### [Problem to solve]
Reproduce verbatim only the portion of the lines below that opens with the line containing "One marker belongs on each instance of the front door." and closes with the line containing "[(281, 36), (74, 92), (393, 53), (453, 74)]", including both of those lines.
# Start of Entries
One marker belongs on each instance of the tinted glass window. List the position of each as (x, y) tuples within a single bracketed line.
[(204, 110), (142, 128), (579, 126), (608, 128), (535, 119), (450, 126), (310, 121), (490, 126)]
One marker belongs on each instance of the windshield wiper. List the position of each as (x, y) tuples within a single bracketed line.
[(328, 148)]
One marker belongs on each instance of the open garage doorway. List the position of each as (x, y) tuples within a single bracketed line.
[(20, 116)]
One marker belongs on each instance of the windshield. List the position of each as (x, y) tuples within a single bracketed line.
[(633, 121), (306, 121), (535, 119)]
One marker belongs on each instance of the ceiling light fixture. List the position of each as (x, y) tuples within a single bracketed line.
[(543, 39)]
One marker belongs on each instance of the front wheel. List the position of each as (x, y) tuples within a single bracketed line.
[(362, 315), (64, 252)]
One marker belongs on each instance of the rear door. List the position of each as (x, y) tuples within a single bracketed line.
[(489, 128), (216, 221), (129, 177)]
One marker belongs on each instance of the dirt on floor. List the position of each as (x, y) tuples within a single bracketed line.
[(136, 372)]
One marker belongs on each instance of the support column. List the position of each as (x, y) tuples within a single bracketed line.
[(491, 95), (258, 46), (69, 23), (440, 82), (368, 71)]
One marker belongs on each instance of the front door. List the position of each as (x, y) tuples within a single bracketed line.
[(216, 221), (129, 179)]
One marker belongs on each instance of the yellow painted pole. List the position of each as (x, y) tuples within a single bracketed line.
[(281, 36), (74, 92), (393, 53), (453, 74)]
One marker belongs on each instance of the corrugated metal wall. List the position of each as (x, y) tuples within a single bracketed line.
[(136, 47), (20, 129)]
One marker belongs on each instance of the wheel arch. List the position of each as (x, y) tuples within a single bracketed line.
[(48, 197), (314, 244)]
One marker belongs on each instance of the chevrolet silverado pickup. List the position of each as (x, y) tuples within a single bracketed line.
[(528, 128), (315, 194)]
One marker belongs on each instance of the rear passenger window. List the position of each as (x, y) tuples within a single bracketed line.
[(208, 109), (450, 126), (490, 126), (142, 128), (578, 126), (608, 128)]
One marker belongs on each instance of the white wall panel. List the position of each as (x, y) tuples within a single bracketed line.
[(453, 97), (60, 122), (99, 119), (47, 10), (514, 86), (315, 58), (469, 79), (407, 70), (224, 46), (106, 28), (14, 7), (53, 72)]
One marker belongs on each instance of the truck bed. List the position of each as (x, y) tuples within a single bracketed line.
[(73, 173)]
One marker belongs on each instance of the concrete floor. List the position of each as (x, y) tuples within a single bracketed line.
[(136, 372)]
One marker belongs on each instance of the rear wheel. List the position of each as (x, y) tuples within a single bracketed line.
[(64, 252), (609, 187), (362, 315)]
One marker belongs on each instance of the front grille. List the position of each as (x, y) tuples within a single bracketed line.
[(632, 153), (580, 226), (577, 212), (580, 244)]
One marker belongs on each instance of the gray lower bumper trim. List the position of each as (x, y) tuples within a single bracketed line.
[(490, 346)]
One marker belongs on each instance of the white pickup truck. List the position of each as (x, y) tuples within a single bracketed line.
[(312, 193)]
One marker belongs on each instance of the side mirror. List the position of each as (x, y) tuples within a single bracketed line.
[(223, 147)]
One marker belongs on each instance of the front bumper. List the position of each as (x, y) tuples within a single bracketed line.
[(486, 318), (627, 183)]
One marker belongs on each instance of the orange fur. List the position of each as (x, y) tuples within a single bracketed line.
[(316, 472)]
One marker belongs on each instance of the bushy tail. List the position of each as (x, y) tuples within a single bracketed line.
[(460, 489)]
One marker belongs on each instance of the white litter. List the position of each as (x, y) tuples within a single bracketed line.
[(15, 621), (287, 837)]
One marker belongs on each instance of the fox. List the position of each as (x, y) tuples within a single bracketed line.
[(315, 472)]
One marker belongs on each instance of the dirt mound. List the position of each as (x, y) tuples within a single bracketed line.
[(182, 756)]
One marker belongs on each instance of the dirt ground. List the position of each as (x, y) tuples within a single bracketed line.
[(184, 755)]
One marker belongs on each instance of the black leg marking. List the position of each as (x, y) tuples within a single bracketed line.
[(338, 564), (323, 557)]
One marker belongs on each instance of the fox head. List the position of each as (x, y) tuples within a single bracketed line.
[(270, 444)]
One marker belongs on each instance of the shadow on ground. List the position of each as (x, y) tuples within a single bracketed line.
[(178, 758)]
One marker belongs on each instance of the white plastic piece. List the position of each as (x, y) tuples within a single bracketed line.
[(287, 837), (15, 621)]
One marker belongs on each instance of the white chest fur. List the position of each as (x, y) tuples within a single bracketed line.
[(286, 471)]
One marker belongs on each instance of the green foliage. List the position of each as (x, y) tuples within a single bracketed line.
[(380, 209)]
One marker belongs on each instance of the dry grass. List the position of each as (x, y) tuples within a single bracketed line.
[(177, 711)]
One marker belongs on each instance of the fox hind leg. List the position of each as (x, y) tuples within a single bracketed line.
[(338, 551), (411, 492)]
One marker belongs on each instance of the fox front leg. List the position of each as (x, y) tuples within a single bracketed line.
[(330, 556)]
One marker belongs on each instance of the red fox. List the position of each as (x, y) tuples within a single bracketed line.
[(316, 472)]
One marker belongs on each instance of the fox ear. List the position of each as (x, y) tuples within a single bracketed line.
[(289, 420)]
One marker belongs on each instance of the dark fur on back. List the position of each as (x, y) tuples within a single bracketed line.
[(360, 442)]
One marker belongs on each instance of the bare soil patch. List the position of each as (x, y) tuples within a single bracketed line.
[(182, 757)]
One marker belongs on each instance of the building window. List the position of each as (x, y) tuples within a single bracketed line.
# End of Entries
# Start of Entries
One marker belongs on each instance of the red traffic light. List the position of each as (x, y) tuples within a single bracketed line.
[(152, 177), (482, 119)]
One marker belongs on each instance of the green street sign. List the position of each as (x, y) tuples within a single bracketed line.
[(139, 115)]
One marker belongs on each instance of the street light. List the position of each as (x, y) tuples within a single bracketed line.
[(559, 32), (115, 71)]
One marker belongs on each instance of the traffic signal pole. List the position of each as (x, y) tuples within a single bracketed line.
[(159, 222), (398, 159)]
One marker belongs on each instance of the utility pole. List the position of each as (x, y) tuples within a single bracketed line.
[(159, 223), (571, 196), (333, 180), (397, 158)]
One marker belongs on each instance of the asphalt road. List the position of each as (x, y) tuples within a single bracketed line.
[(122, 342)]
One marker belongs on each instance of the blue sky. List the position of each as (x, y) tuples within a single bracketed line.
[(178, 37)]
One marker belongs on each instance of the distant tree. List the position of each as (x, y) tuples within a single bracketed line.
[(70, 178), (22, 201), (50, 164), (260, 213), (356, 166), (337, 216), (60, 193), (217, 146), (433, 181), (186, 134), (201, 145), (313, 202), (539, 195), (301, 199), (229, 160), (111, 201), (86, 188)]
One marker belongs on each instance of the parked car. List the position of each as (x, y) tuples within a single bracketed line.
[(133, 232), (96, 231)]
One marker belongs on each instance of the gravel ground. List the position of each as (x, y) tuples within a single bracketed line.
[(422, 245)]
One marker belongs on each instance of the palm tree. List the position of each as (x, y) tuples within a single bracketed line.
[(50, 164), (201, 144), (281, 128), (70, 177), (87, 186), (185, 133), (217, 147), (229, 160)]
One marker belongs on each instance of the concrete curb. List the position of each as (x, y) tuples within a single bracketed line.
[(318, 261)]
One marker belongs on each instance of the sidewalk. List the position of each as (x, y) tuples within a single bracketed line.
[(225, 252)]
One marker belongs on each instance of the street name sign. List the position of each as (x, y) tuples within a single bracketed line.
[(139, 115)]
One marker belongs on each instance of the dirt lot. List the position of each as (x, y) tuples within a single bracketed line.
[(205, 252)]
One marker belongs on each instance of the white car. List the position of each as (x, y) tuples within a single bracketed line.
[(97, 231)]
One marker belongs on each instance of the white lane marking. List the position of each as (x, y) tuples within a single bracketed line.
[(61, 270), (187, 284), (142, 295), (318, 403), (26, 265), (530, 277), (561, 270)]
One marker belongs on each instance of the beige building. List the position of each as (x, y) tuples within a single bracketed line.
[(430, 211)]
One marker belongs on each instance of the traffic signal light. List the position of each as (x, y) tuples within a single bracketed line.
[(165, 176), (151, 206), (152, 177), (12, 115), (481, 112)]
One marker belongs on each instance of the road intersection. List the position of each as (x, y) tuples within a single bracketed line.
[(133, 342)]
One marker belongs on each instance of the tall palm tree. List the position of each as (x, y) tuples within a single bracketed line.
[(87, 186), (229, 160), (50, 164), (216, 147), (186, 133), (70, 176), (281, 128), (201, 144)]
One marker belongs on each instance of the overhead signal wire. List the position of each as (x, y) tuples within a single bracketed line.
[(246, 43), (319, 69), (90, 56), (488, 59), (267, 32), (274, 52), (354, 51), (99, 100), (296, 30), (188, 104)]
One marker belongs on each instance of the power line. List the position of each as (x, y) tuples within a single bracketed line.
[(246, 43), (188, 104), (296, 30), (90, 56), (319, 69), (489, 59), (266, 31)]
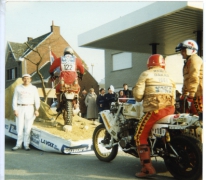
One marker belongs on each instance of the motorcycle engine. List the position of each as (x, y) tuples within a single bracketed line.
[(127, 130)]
# End of Entries
# Start of Entries
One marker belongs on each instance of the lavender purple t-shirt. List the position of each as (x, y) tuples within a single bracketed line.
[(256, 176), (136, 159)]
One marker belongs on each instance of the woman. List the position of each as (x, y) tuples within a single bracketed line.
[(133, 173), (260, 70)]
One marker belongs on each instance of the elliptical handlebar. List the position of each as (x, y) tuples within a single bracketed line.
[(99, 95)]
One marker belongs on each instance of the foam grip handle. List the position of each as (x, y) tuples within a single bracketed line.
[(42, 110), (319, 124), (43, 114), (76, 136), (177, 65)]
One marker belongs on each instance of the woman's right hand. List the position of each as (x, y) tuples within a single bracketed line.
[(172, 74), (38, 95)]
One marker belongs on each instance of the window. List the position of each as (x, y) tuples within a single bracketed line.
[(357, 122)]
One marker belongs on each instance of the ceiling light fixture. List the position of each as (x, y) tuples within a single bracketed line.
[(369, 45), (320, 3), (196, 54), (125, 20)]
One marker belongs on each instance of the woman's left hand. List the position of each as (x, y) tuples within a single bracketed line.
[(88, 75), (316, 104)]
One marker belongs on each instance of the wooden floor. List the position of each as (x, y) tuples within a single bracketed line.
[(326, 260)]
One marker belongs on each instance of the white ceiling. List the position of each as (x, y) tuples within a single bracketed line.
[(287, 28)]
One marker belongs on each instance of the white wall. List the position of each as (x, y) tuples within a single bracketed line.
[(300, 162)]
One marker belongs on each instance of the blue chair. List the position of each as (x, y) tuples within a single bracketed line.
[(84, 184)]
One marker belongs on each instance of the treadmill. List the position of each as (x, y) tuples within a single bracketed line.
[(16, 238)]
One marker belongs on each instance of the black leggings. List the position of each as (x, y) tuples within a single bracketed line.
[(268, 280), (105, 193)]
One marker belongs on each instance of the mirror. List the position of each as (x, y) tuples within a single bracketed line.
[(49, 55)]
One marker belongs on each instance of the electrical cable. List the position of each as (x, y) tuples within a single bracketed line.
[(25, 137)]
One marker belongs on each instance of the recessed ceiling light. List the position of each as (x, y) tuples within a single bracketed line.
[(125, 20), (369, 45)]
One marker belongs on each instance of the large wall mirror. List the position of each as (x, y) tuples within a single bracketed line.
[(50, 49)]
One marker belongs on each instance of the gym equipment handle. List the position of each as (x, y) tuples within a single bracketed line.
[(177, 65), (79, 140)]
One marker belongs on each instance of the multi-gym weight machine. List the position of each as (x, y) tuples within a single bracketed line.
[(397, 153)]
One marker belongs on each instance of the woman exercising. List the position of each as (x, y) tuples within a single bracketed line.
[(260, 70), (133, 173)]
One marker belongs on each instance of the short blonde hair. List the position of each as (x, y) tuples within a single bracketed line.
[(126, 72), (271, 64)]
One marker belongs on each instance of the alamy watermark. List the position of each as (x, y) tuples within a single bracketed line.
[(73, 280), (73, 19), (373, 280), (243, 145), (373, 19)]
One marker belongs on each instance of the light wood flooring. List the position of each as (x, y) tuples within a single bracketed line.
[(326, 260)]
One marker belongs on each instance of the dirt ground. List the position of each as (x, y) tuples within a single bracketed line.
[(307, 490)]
# End of Entries
### [Task output]
One marker belongs on each instance of the front door. List the position of each as (x, y) tuples within a single bracketed line.
[(216, 221), (129, 179)]
One marker belongs on each instance of the yellow painted pole. List the position of each as (x, y) tuples within a single bracketed line.
[(281, 36), (74, 92), (393, 53), (453, 74)]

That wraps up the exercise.